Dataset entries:
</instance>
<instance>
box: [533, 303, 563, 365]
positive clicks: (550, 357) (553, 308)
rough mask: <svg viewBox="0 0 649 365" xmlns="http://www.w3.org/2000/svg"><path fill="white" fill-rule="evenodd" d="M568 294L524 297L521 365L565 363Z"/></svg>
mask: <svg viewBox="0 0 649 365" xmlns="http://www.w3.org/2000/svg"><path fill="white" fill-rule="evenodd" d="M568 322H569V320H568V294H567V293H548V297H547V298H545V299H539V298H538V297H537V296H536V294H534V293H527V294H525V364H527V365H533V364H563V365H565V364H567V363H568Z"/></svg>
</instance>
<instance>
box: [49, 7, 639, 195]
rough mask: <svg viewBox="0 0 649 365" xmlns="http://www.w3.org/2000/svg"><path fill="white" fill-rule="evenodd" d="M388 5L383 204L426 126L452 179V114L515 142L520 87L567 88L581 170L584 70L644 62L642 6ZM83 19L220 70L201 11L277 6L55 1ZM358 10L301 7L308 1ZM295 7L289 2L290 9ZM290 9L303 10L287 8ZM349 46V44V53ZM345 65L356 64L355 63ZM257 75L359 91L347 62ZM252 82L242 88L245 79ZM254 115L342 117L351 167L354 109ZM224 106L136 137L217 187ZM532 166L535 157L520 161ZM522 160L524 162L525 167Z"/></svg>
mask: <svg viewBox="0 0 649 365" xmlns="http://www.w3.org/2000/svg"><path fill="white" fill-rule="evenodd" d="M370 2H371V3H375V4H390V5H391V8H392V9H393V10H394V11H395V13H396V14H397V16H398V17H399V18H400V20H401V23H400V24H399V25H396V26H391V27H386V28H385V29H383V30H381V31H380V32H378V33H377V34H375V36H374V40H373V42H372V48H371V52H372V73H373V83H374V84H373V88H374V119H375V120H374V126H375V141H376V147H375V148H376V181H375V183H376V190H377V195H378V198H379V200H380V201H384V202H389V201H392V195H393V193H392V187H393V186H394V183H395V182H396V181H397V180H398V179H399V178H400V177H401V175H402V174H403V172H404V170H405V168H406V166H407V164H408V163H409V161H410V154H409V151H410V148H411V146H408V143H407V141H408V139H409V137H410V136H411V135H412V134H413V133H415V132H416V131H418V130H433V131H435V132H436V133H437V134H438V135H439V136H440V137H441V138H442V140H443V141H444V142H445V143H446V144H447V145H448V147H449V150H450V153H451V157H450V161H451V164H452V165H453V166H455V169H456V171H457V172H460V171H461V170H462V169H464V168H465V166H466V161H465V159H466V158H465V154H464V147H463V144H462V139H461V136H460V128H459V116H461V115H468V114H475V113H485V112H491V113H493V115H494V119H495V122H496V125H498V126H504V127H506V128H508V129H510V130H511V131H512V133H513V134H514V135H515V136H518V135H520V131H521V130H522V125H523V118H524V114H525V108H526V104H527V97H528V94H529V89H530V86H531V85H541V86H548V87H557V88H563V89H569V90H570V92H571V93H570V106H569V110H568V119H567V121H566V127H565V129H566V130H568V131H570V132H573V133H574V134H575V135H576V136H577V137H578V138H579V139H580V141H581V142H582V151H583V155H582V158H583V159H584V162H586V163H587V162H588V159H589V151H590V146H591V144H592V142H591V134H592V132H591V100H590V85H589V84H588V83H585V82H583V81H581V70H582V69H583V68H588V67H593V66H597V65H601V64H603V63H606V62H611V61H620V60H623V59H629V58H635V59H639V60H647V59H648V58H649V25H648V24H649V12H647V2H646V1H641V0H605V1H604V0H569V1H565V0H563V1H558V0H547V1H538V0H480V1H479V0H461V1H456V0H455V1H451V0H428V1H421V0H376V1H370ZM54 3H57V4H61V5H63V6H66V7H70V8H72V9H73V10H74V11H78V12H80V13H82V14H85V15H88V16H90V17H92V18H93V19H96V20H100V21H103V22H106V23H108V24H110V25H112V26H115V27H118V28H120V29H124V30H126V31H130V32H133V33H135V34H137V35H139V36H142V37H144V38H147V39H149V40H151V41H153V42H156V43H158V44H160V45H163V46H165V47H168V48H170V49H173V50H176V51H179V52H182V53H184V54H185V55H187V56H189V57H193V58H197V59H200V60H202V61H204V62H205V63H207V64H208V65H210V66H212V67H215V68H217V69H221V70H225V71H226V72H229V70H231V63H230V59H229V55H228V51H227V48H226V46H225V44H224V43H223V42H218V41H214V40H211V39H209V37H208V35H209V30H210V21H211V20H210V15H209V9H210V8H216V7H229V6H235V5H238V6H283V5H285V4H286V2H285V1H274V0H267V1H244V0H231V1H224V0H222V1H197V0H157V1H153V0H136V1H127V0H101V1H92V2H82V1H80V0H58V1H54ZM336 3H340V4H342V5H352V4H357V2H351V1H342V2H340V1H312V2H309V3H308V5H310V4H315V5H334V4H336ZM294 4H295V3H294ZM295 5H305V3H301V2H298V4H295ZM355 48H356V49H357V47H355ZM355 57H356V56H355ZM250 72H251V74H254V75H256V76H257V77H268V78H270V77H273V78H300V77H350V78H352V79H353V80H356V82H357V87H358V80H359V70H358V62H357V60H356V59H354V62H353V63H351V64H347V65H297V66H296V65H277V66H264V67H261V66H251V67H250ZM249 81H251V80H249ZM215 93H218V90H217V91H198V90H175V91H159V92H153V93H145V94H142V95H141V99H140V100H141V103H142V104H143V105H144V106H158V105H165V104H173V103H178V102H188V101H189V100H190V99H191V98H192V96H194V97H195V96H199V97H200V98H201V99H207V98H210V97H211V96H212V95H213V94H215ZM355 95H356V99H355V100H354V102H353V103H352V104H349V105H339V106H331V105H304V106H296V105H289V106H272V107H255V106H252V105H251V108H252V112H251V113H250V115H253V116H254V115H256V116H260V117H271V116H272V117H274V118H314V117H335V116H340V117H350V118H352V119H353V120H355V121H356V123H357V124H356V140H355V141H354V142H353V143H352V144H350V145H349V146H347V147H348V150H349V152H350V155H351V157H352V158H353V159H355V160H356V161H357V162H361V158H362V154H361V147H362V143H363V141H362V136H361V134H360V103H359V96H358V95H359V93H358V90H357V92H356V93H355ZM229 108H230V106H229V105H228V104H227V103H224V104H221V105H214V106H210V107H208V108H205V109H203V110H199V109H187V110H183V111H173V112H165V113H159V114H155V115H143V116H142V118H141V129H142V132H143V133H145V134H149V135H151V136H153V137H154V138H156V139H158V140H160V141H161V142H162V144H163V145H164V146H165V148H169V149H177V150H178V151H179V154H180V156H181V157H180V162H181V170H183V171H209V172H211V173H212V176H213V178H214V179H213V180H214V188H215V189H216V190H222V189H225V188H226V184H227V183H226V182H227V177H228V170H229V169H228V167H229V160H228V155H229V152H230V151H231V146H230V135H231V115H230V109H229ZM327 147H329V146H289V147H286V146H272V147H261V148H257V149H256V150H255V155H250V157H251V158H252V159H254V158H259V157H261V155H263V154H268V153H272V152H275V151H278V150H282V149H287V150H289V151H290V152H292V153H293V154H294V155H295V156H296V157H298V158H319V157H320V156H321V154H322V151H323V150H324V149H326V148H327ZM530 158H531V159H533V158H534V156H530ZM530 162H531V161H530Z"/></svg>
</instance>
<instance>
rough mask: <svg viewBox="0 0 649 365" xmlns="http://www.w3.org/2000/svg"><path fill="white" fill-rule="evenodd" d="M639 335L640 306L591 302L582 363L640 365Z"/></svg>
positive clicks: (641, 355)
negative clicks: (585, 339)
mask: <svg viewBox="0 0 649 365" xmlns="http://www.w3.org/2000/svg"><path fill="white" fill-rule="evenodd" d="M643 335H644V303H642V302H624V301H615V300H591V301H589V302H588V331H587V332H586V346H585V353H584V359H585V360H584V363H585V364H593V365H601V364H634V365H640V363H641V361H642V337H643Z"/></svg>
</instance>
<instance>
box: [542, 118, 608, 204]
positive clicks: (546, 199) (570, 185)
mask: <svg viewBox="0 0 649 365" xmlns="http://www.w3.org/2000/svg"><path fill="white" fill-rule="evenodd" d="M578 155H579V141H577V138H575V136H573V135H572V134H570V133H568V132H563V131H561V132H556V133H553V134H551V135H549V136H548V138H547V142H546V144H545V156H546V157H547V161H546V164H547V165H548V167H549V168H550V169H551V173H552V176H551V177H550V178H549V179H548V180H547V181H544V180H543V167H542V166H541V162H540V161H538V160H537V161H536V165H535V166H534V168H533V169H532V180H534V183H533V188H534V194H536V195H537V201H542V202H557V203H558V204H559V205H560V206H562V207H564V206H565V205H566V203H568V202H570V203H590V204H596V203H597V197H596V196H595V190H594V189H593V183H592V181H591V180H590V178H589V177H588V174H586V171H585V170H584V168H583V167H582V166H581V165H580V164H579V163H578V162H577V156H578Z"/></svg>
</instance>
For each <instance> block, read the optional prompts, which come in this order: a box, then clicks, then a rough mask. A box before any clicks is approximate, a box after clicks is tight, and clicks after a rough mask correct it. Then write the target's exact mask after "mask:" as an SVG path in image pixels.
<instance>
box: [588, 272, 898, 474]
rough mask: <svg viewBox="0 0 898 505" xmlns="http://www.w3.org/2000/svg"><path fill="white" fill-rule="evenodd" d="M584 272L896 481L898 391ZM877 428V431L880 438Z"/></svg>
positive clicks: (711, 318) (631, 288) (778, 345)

> [Requirement]:
Only those lines running from the one containing "box: [588, 272, 898, 474]" through the last line of the data above are to be copied, exactly, with both ends included.

> [Your response]:
box: [588, 272, 898, 474]
rough mask: <svg viewBox="0 0 898 505" xmlns="http://www.w3.org/2000/svg"><path fill="white" fill-rule="evenodd" d="M584 272L896 481L898 391ZM877 428V431L880 438Z"/></svg>
positive clicks: (711, 318) (631, 288) (778, 345)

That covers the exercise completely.